**Aim of the task**
Reproduce every one of the following entries verbatim, without any alteration.

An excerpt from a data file
※

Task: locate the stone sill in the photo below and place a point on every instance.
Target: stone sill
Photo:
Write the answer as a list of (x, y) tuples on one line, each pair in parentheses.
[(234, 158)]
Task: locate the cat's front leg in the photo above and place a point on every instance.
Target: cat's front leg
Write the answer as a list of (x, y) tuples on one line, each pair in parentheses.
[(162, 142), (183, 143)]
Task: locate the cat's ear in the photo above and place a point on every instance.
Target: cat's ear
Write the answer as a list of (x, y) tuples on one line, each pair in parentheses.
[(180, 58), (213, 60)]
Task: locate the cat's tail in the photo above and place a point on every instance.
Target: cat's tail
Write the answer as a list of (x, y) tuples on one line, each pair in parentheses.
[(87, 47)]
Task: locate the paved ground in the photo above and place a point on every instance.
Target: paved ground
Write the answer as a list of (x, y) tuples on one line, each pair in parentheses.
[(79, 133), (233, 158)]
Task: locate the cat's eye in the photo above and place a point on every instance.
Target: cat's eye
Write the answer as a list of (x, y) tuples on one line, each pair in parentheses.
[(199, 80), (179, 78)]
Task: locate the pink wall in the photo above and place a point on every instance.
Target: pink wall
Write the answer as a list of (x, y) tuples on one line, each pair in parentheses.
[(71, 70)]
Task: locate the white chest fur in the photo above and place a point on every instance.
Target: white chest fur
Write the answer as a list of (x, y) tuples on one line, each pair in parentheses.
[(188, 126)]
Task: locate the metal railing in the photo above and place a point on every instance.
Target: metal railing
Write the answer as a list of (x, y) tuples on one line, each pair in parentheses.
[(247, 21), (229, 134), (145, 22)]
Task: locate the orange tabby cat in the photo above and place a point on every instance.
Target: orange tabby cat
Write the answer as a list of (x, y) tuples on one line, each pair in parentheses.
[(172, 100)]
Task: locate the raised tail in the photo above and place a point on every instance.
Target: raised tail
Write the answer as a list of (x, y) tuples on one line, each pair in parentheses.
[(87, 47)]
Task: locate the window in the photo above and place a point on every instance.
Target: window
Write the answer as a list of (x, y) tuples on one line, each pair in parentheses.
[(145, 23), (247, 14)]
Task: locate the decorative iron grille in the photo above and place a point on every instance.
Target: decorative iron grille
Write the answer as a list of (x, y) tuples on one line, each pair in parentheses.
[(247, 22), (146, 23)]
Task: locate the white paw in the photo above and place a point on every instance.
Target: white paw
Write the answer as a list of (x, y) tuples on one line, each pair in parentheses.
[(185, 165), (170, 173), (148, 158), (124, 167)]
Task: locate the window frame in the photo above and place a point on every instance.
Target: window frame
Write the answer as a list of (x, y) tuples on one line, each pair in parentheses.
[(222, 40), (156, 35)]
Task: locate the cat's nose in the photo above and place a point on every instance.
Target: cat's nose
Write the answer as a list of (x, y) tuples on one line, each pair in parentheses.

※

**Result of the exercise**
Task: locate the stone sill in the photo below and place a point on every instance.
Target: stone sill
Photo:
Write the answer as a list of (x, y) tuples on one line, each pair in parentheses.
[(234, 158)]
Task: locate the cat's front leg in the photo above and place a point on every instance.
Target: cat's front leg
Write the answer as a list of (x, y) tuples on one line, each pair in parentheses.
[(162, 142), (183, 143)]
Task: locate the cat's ear in the photo above and place a point on every instance.
Target: cat's ear
Write the answer as a list of (x, y) tuples on one line, each pair in parentheses.
[(180, 58), (213, 60)]
Task: locate the cat's tail in the photo above and place a point on every instance.
Target: cat's tail
Write the answer as a list of (x, y) tuples on one line, each pair in parentheses.
[(87, 47)]
Task: locate the paved ground in the photo above and place a point on every instance.
Target: paved ground
Write the answer as a list of (x, y) tuples on one line, each pair in parentheses.
[(79, 133), (233, 158)]
Task: locate the cat's eye in the photo above and place a point on every instance.
Target: cat's eye
Write the answer as a list of (x, y) tuples on one line, each pair in parentheses.
[(199, 80), (179, 78)]
Task: locate the pink wall in the photo above and place a point on every instance.
Target: pink wall
Write the answer as a list of (x, y) tuples on one line, each pair in parentheses.
[(71, 70)]
Task: locate the white chest fur in the photo above and place a point on every instance.
Target: white chest fur
Write the answer as a list of (x, y) tuples on one line, each pair in parentheses.
[(188, 126)]
Task: locate the metal railing in the photo above and place a point on every instance.
Target: metal railing
Write the answer as a list of (x, y) tuples on one line, each pair in parentheses.
[(247, 21), (229, 134), (145, 22)]
Task: locate the orange tabby cat in the photo above and place a point on every instance.
Target: orange tabby cat
Write the answer as a list of (x, y) tuples on one line, each pair in parentheses.
[(172, 100)]
Task: locate the raised tail in the photo above and place a point on every instance.
Target: raised tail
Write the answer as a list of (x, y) tuples on one line, each pair in parentheses.
[(87, 47)]
Task: locate the window in the photo above and place a point on every instance.
Target: window
Write the answer as a list of (x, y) tuples on one line, each pair in parentheses.
[(145, 23), (247, 14)]
Task: locate the decorative iron grille in the photo above and place a point on every instance.
Target: decorative iron grille
Write the answer as a list of (x, y) tuples on one line, each pair in parentheses.
[(247, 22), (146, 23)]
Task: locate the white paw in the photo above and place a point on every instance.
Target: white paw
Write the answer as a list of (x, y) tuples on one line, each pair in parentheses.
[(185, 165), (170, 173), (148, 158), (124, 167)]
Task: locate the window frame in the photo above and place a point on every instance.
Target: window frame
Write the answer as a list of (x, y) tuples on one line, each pair in parentheses.
[(222, 40), (156, 35)]
Task: locate the cat's nose in the photo above and place a point on every instance.
Target: cat's nose
Write the answer as a list of (x, y) tuples on one line, each pair in parentheses.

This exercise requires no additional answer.